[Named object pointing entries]
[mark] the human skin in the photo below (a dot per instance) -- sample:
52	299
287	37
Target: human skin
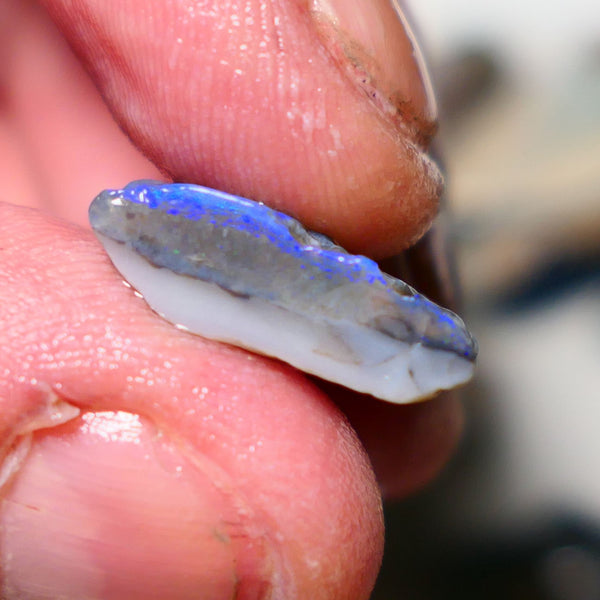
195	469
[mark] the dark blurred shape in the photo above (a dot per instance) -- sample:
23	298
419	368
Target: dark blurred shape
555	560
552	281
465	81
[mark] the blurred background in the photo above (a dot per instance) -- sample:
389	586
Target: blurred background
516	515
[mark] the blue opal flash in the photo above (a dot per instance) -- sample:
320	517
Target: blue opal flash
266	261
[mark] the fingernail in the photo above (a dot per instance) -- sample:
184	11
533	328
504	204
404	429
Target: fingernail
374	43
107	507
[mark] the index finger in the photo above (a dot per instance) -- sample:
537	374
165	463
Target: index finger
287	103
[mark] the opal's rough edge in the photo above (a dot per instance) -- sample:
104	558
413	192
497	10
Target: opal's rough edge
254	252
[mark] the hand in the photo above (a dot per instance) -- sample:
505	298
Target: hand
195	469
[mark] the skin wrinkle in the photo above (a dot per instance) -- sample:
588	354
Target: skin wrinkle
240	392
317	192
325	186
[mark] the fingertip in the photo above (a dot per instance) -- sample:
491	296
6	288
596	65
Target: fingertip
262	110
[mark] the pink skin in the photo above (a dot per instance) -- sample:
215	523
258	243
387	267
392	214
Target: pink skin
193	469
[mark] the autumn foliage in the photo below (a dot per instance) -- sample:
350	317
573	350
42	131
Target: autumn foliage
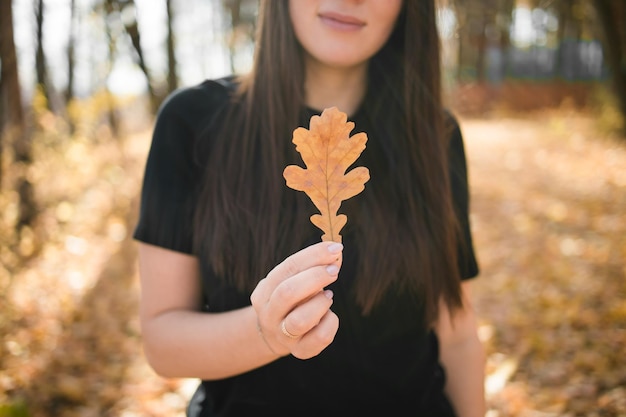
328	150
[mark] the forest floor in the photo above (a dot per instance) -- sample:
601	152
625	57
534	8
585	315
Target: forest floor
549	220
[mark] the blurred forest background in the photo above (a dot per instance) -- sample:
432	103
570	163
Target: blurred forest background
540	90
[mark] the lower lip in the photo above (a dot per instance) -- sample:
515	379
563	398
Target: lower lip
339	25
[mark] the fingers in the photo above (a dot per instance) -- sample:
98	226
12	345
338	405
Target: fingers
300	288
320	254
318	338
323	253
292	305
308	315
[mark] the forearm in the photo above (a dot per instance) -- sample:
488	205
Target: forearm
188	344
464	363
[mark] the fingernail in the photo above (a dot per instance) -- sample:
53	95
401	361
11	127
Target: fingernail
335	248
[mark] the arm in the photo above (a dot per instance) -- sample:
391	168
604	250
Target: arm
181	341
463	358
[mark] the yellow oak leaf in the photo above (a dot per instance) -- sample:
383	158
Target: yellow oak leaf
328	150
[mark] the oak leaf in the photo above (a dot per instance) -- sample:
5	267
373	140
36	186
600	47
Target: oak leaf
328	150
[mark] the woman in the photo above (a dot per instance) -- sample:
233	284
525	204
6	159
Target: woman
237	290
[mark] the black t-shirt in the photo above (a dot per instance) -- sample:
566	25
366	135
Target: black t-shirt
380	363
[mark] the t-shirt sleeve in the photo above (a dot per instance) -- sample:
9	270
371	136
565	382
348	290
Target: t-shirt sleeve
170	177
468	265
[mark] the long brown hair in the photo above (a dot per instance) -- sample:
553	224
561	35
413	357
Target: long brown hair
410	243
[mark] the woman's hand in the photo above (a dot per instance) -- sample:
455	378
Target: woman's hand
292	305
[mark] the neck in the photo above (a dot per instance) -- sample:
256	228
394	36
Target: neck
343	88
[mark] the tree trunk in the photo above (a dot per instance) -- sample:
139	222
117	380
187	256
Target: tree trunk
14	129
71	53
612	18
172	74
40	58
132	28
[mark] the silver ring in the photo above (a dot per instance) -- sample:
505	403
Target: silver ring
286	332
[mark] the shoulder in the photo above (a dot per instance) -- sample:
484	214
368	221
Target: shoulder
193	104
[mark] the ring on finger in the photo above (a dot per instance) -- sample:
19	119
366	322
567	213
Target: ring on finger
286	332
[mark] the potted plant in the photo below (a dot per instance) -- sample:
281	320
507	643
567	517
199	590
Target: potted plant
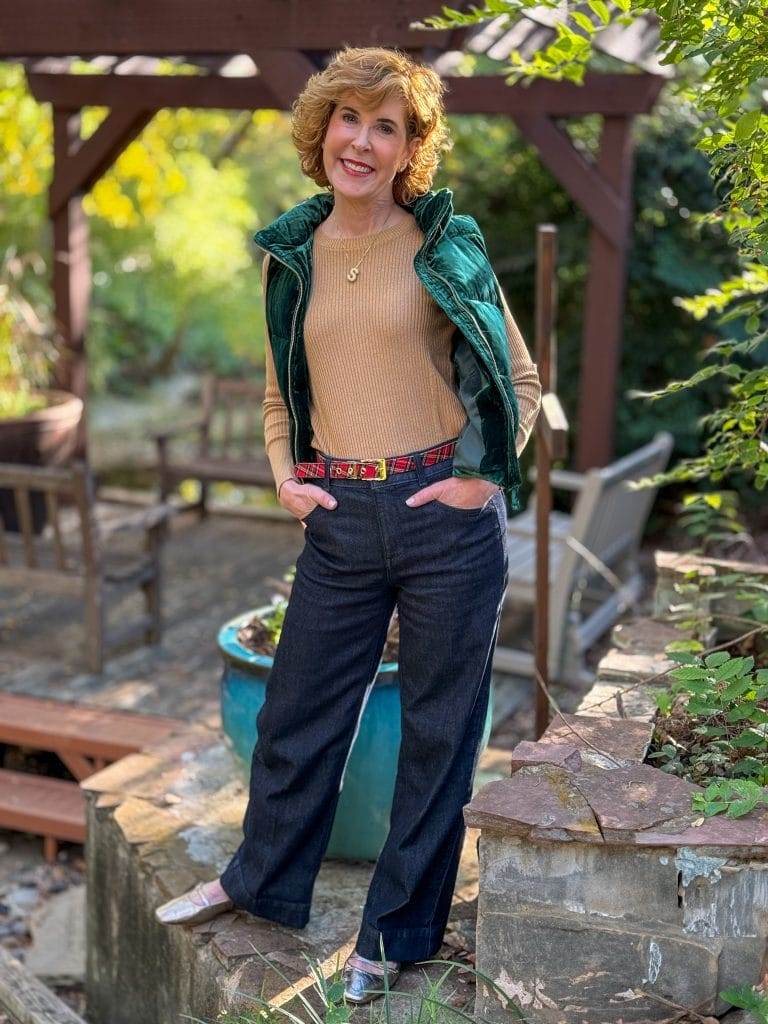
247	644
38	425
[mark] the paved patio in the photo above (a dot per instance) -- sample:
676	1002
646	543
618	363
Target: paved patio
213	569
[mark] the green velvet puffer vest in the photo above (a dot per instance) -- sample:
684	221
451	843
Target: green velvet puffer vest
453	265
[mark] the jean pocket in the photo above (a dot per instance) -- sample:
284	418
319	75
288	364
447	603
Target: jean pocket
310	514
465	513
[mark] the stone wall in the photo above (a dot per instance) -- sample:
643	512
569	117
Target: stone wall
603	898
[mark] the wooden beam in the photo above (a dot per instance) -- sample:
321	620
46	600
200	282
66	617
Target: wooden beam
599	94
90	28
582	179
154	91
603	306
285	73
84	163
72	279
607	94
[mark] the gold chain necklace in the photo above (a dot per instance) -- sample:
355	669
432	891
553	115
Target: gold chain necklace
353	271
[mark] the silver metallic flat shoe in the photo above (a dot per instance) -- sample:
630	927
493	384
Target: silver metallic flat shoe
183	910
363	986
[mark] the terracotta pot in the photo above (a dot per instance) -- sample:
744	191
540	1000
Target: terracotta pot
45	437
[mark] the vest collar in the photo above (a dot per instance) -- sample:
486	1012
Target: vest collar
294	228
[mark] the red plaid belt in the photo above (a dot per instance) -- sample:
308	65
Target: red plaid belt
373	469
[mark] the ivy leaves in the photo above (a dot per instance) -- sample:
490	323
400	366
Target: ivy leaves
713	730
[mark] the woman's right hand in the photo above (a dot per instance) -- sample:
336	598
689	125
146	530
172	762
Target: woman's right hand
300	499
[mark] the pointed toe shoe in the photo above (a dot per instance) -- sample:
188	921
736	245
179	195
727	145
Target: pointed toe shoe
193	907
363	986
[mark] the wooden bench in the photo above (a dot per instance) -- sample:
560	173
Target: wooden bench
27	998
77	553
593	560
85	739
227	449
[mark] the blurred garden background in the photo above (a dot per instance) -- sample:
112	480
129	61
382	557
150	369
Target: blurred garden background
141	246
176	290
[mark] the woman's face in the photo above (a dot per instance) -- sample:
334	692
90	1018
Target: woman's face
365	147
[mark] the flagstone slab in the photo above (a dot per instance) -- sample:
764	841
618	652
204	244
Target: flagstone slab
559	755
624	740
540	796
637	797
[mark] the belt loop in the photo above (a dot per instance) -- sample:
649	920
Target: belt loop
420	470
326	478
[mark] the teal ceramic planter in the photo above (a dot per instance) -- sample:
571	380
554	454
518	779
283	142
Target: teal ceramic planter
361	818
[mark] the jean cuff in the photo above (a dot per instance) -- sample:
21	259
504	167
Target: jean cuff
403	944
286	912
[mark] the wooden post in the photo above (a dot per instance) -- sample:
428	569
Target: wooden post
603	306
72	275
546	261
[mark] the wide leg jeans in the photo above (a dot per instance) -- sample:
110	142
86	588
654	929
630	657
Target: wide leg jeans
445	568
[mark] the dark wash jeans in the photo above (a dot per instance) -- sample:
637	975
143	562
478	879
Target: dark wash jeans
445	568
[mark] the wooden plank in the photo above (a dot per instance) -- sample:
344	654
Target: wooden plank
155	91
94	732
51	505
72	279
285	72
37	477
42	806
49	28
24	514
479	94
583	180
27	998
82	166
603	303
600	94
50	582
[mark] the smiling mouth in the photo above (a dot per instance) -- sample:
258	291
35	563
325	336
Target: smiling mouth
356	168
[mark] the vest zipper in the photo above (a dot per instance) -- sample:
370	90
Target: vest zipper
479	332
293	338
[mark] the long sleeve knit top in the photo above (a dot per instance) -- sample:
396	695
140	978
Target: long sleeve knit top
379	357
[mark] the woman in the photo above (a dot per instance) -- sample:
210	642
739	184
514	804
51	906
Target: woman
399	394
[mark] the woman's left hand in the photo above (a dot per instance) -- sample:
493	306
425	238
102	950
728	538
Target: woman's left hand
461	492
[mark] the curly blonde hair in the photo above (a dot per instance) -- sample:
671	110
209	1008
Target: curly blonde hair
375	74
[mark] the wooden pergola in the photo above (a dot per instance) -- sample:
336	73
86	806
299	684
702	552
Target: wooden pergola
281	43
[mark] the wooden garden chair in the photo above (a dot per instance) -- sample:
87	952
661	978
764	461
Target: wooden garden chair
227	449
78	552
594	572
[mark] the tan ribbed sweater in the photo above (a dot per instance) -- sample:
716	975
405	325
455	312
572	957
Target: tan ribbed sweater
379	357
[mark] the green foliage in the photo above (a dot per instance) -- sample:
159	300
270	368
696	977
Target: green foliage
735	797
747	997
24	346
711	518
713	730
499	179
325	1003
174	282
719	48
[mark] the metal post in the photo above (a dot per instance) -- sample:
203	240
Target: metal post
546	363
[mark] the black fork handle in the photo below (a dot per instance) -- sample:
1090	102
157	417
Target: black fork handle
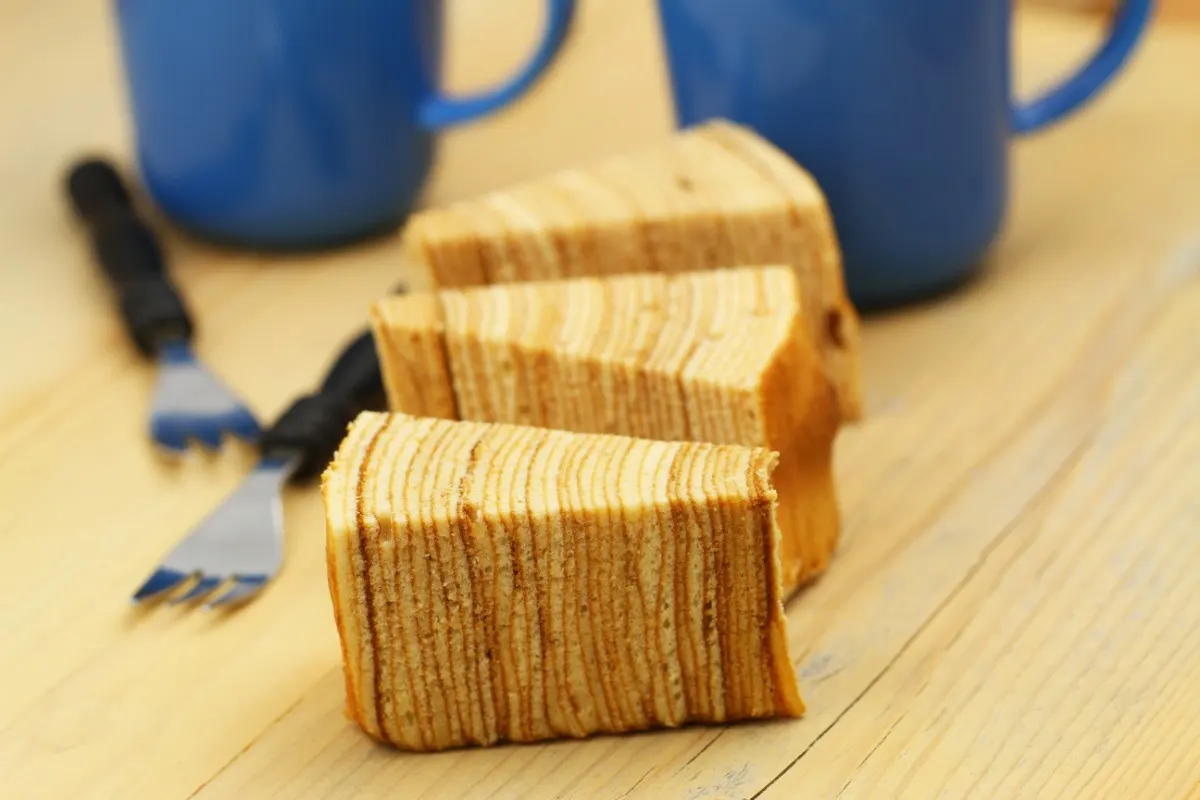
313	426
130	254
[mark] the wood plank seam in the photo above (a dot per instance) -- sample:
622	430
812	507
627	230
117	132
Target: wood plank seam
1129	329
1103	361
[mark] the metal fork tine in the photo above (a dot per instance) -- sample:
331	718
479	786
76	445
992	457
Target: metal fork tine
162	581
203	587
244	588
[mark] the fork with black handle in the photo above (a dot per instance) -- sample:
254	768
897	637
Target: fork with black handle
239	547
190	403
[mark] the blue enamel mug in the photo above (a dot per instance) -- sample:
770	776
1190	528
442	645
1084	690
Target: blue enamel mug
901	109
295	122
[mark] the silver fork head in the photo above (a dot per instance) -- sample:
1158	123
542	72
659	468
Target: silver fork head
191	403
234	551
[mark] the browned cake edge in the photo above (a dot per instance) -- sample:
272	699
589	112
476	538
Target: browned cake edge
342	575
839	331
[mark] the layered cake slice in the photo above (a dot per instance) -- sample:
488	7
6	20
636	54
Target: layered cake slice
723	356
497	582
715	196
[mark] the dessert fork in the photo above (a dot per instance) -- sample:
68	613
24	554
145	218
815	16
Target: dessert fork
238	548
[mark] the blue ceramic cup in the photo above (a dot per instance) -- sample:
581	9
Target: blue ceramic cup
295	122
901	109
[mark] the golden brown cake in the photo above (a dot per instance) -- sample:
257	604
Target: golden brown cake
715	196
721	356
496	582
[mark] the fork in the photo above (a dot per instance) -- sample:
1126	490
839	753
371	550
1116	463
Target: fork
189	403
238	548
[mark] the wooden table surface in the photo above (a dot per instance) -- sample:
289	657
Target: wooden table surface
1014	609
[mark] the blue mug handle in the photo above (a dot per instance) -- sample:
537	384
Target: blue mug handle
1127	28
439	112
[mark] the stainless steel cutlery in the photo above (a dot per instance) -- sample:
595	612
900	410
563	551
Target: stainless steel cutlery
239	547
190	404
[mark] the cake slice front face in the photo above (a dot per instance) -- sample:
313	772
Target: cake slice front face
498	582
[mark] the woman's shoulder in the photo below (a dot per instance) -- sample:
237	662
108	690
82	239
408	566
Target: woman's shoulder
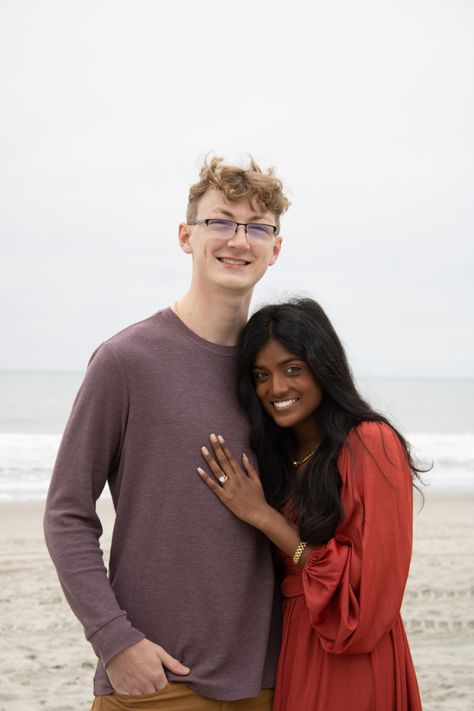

## Stated problem
Pictures are not part of the copy. Extract exactly the lines from the line containing "[mark] the wood plank" through the final line of the entries above, both included.

## Result below
[mark] the wood plank seam in the photo above (a dot per instance) -- sample:
622	430
812	507
627	230
117	132
Target: wood plank seam
1129	329
1103	361
[mark] the metal fork tine in the photo above (a dot per instance) -- sample:
331	718
479	786
76	445
992	457
Target: metal fork tine
162	581
203	587
244	588
[mark] the fork with black handle in the photo above (a dot per instance) -- sample:
254	768
897	637
Target: fork with black handle
239	547
190	403
[mark] the blue enamel mug in the photo above (a dot per instance) -- sample:
770	776
1190	528
442	645
1084	690
Target: blue enamel mug
901	109
295	122
[mark] the silver fork head in the photo above (a dot per instance) -- sample:
1158	123
542	72
659	468
Target: silver fork head
191	403
234	551
[mark] the browned cake edge in the photo above (a dot per instance) -- sample:
272	699
589	112
476	538
Target: browned cake edge
342	575
839	331
[mark] the layered cake slice in the photo above (a dot per instance) -- sample:
488	7
6	20
636	54
Target: layered cake slice
723	356
497	582
715	196
[mark] the dessert fork in the photo above (a dot per instance) -- sample:
68	613
24	554
145	218
815	16
Target: dessert fork
238	548
[mark] the blue ceramic cup in the photo above (a dot per instance) -- sample:
581	9
Target: blue ceramic cup
295	122
901	109
[mark] the golden brown cake in the photo above (a dot per instance) -- sample:
257	604
Target: golden brown cake
715	196
721	356
496	582
[mark] the fork in the photo above (a dot per instance) -- sample:
1126	490
839	753
371	550
1116	463
Target: fork
189	403
238	548
[mark] the wooden table surface in the photo above (a dot per instance) -- sample:
289	657
Target: wooden table surface
1014	609
[mark] the blue mug handle in the photo above (a dot per instance) -- sample:
537	384
Target: blue mug handle
1127	28
439	112
[mark] the stainless steel cutlery in the photo above (a dot per instance) -- sample:
595	612
900	410
563	551
Target: stainless steel cutlery
239	547
190	404
[mark] the cake slice front face in the photo above (a dot per instance) -- sample:
313	772
Target: cake slice front face
498	582
[mark] the woman's shoulder in the photo below (a dot per instance) -- sample:
237	662
108	690
82	239
408	566
Target: woman's shoulder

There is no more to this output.